──────── PASSAGE ────────
Search code examples
mysqlsqldataframedata-extraction

What am I getting wrong in this SQL query?


Write a query that retrieves only a ranked list of the most prolific days in October 2020, prolific measured in number of posts per day. Your query should return those days in a single-column table (column name post_day) in the format YYYY-MM-DD.

This is my table:

CREATE TABLE posts(
            postid INT NOT NULL,
            posted_at DATETIME, 
            num_comments INT,
            score INT,
            selftext TEXT,
            title VARCHAR(10000),
            total_awards_received INT,
            upvote_ratio DOUBLE,
            id INT,
            PRIMARY KEY  (postid),
            FOREIGN KEY (id) REFERENCES users(id)

This is my query:

try:
    with connection.cursor() as cur:
        q = """
                SELECT CAST(posted_at AS DATE) AS post_day
                FROM posts p
                WHERE posted_at BETWEEN '2020-10-01' AND '2020-10-30'
                HAVING count(post_day)
                ORDER BY 1 DESC 
        """
        cur.execute(q)
        results = cur.fetchall()

finally:
    connection.close()
return results

The problem is that I'm only getting one result, not a descending order of dates:

[{'post_day': datetime.date(2020, 11, 9)}]

Solution

  • add GROUP BY CAST(posted_at AS DATE) after WHERE clause and before HAVING clause. Also, check your WHERE clause. You are likely missing the last couple of days.

    SELECT CAST(posted_at AS DATE) AS post_day
    FROM posts p
    WHERE posted_at > '2020-10-01' AND posted_at < '2020-11-01'
    GROUP BY CAST(posted_at AS DATE)
    HAVING COUNT(post_day)
    ORDER BY COUNT(post_day) DESC
──────── RECORDED INFORMATION ────────
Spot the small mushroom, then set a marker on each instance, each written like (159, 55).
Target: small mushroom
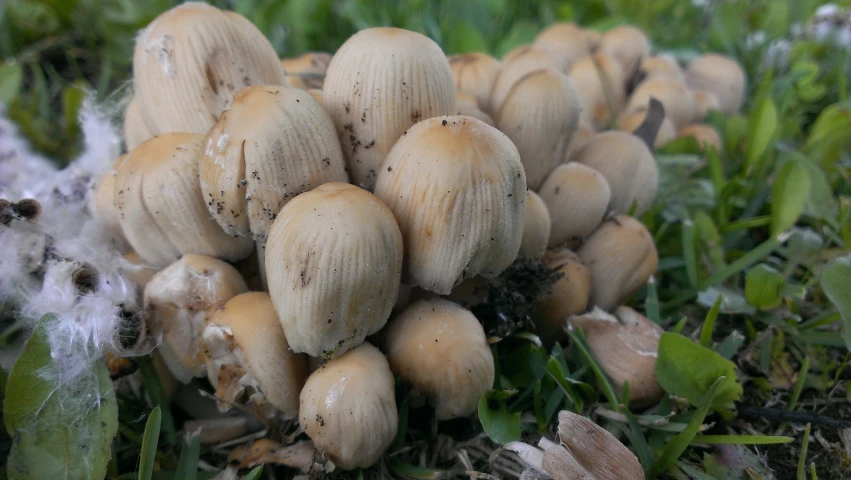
────────
OBJECTIVE -
Update the SQL thread starting at the words "results = cur.fetchall()" and ending after "couple of days.", with "last couple of days" replaced by "final two days".

RESULT BELOW -
results = cur.fetchall()

finally:
    connection.close()
return results

The problem is that I'm only getting one result, not a descending order of dates:

[{'post_day': datetime.date(2020, 11, 9)}]

Solution

  • add GROUP BY CAST(posted_at AS DATE) after WHERE clause and before HAVING clause. Also, check your WHERE clause. You are likely missing the final two days.